The task: Without skipping or changing anything, print all the entries.

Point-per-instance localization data
════════════════════

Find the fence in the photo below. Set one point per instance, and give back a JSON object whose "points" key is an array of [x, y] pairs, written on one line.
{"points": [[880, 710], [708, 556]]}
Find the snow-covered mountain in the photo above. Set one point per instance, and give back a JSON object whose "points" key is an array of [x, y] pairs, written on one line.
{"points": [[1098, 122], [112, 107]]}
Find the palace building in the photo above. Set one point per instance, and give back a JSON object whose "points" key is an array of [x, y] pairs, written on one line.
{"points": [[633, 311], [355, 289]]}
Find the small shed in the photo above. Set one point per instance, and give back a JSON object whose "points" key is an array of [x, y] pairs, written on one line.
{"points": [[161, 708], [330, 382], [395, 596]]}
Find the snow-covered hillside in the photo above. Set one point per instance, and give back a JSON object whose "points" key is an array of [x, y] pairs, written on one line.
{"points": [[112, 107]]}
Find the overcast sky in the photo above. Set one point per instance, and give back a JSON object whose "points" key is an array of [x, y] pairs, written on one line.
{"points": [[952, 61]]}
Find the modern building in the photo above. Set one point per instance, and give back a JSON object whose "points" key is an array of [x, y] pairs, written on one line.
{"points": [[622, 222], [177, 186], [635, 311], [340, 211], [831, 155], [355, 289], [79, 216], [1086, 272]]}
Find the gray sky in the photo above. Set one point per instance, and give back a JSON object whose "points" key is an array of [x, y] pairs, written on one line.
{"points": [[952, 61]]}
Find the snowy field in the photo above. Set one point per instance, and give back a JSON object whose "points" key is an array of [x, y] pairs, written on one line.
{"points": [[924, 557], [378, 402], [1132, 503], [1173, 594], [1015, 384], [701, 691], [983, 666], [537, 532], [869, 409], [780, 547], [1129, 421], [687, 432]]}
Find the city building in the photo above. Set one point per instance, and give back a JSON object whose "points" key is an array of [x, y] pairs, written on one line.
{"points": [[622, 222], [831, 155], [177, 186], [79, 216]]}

════════════════════

Exercise result:
Find the fence in the photo below. Set one point per instance, and give back a JSON object whose "points" key is an array of [x, y] pairs, written on one line.
{"points": [[880, 710], [708, 556]]}
Find the snow-covered mountain in the photo above. Set one point per instance, and give back a JSON object whose "points" key is an array of [x, y] pairs, written on one line.
{"points": [[1098, 122], [112, 107]]}
Find the palace building in the photo above. Set one point per instance, and give back a JSON object whose "points" key is an array of [x, y] pairs, written on one line.
{"points": [[633, 311], [355, 289]]}
Find the small shed in the photo above. Set one point per instance, and give back a JSON object whose "points" key is an array of [x, y] pairs, written on one line.
{"points": [[161, 708], [330, 382], [395, 596]]}
Find the snow-covered hillside in the photo above. Set one point per instance, and give back a JSON object whose "points" key is an array of [x, y] pairs, written on one line.
{"points": [[112, 107]]}
Find the overcast sky in the photo above. Set one point per instance, and give back a JSON object whose "points" key is an array of [x, y] pairs, written on one line.
{"points": [[952, 61]]}
Find the modern building in the photo above. Set one point per instance, and give back a JSON object whose "points" key is an array of [x, y] pairs, written on one line.
{"points": [[622, 222], [177, 186], [635, 311], [340, 211], [831, 155], [355, 289], [79, 216], [1086, 272]]}
Find the gray sky in the photo above. Set one point per instance, and give back a JSON object whose "points" key is an array of [x, y] pairs, written on one line.
{"points": [[952, 61]]}
Find the snowy field in the photo above. Set one point per instance, and give back a JSON object whose "points" key is an array of [x, y] pairs, written on one line.
{"points": [[924, 557], [378, 402], [1132, 503], [1173, 594], [1015, 384], [701, 691], [983, 666], [537, 532], [869, 409], [780, 547], [1129, 421], [687, 432]]}
Find the city building in the photo above. Set one point per instance, and give back a JSON object whose "points" key is an array of [x, y] pairs, written on one line.
{"points": [[622, 222], [831, 155], [177, 186], [79, 216]]}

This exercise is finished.